What is required:
Each line from the one containing "Could you point to the tall cypress" through the last line of the records below is to be repeated as written, with nothing added.
** Opening Recorded data block **
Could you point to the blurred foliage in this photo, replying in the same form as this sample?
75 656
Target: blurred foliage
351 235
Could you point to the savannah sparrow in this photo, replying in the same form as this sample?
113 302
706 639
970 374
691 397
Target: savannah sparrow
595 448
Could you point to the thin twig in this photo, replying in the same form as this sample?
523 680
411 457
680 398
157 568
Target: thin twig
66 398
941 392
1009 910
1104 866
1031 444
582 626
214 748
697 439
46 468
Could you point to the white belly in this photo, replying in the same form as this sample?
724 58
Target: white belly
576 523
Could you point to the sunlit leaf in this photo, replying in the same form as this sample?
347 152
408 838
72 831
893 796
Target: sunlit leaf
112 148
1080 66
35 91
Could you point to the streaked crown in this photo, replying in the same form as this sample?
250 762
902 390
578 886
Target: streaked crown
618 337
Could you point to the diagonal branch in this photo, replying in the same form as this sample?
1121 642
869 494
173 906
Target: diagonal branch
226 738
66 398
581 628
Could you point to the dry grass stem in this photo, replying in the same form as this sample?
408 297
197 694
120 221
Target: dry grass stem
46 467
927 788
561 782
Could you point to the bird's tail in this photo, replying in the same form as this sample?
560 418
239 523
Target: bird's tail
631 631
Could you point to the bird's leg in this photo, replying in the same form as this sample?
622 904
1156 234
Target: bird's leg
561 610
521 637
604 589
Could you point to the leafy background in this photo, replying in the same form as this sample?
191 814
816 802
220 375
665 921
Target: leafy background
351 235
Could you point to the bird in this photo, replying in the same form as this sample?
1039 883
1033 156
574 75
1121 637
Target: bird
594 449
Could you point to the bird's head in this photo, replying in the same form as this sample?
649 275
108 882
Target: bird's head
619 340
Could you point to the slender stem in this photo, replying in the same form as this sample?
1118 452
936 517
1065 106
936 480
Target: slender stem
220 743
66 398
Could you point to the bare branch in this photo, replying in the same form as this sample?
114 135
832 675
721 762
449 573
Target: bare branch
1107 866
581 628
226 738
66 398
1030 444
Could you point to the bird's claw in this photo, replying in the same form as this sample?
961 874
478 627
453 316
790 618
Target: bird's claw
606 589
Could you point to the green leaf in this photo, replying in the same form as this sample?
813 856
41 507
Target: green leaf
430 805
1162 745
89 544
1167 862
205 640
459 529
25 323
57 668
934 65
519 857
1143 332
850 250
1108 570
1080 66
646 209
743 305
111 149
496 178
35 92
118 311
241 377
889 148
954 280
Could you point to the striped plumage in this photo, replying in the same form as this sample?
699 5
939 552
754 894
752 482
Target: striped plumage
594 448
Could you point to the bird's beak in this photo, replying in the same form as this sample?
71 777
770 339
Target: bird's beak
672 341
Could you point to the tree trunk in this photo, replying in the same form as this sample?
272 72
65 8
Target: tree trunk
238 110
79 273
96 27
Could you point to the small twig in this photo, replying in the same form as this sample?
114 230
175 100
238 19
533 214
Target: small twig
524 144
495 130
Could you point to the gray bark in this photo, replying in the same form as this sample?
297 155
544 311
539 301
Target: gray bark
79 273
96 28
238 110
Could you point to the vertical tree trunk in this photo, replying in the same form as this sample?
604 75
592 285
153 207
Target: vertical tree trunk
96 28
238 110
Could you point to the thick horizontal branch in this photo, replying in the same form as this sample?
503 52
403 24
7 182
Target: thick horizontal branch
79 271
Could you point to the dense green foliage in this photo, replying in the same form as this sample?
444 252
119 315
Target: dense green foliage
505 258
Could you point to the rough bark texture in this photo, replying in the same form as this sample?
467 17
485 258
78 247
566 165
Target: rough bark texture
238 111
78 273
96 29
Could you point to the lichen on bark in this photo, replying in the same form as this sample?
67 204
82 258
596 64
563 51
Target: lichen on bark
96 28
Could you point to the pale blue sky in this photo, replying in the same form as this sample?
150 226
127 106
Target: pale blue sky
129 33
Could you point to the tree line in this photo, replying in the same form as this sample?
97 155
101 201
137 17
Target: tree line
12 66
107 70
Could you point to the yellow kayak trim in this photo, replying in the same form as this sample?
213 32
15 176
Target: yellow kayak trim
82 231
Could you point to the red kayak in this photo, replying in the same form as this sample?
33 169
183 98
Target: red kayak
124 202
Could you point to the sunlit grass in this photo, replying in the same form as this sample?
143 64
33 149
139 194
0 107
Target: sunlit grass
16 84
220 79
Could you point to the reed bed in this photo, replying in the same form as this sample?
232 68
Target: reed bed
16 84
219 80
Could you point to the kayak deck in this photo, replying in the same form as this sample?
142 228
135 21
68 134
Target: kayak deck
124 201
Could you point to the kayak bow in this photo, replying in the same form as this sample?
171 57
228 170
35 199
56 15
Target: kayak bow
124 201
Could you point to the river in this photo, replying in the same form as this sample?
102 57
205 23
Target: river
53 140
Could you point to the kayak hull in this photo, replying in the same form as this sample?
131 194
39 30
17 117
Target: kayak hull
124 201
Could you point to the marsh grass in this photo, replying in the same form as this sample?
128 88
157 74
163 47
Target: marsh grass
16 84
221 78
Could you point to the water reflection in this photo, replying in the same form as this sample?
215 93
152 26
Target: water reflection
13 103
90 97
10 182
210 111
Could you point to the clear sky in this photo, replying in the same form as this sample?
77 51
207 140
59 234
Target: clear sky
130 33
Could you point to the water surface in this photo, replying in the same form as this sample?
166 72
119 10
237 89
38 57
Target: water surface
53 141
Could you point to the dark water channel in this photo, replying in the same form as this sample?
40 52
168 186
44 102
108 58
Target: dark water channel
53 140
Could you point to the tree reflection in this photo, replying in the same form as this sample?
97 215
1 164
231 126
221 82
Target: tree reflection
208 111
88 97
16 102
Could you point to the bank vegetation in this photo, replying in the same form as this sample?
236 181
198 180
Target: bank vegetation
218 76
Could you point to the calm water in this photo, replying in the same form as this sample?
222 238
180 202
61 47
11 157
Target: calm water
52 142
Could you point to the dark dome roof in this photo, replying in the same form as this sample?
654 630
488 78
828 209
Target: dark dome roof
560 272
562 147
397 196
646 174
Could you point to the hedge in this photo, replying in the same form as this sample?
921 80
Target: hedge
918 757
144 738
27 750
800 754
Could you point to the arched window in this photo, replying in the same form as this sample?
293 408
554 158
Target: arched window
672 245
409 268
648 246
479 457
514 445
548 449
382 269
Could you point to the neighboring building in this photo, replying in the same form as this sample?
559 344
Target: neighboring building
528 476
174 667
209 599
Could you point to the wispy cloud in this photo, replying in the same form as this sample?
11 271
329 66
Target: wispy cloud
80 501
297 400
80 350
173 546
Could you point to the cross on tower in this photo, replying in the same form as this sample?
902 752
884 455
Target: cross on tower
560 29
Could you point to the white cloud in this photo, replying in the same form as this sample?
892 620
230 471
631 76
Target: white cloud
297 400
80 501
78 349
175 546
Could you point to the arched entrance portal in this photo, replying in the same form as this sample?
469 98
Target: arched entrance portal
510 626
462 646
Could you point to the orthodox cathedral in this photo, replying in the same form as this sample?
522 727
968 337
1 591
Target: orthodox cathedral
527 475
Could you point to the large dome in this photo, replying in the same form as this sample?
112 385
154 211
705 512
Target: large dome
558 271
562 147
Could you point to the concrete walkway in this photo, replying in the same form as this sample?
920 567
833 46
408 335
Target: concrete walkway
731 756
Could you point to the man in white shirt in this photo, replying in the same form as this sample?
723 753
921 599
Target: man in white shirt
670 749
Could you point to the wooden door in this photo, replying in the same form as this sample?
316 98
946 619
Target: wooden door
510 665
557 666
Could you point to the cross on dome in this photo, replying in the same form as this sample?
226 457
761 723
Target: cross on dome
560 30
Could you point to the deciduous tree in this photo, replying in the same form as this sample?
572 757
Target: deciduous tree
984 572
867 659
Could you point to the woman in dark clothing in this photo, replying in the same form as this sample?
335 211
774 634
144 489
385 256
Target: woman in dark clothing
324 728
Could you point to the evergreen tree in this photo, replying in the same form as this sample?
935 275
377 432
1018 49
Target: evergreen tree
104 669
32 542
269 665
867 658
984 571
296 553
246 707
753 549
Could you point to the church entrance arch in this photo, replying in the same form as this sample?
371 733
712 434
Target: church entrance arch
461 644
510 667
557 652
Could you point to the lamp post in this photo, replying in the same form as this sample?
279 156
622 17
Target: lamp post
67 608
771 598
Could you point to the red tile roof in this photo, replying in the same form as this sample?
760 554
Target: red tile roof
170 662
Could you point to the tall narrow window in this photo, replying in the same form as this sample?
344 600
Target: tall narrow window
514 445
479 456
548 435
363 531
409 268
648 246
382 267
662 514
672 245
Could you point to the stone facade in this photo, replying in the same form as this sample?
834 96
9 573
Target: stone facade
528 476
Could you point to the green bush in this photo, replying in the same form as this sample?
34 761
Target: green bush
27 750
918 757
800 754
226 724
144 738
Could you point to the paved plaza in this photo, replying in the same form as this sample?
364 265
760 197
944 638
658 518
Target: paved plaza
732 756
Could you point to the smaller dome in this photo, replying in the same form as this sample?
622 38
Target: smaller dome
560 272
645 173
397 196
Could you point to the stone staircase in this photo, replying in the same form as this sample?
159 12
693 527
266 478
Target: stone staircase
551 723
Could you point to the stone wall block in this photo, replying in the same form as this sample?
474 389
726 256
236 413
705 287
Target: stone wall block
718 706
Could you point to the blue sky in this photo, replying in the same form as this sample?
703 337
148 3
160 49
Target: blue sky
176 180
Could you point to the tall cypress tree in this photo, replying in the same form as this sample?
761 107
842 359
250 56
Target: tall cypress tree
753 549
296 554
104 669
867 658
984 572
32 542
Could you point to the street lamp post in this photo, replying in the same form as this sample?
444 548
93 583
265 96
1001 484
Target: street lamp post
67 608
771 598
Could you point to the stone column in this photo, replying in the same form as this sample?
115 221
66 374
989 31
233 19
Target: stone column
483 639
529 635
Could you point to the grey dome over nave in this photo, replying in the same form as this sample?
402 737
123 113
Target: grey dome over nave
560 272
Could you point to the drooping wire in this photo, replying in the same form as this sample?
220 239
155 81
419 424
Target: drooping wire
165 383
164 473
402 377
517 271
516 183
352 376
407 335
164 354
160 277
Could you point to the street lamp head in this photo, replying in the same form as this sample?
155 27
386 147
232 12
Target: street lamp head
** Closing Recorded data block **
Task output:
Could you point to the tall cypress tree in this photo, replying in the same form as this sample?
761 107
842 359
250 56
Target: tall cypress tree
753 549
296 554
104 669
867 658
984 572
32 542
Could you point to the street lamp post in this photo, replying in the same form as this sample?
444 548
93 583
265 96
1001 484
Target: street lamp post
67 608
771 598
Could you point to the stone column in this photo, replying in the same form as this sample?
115 221
66 374
989 31
233 19
Target: stone column
483 639
529 635
Could you point to the grey dome over nave in this photo, replying in the same form as this sample?
402 737
123 113
Target: grey dome over nave
560 272
Could you point to the drooping wire in this photo, replying in the same form as this sample?
220 239
155 81
419 424
Target: drooping wire
165 383
164 473
402 377
517 271
516 183
352 376
407 335
164 354
160 277
Could you point to the street lamp head in this photo, replying in the same form as this sample?
155 27
386 147
232 12
Target: street lamp head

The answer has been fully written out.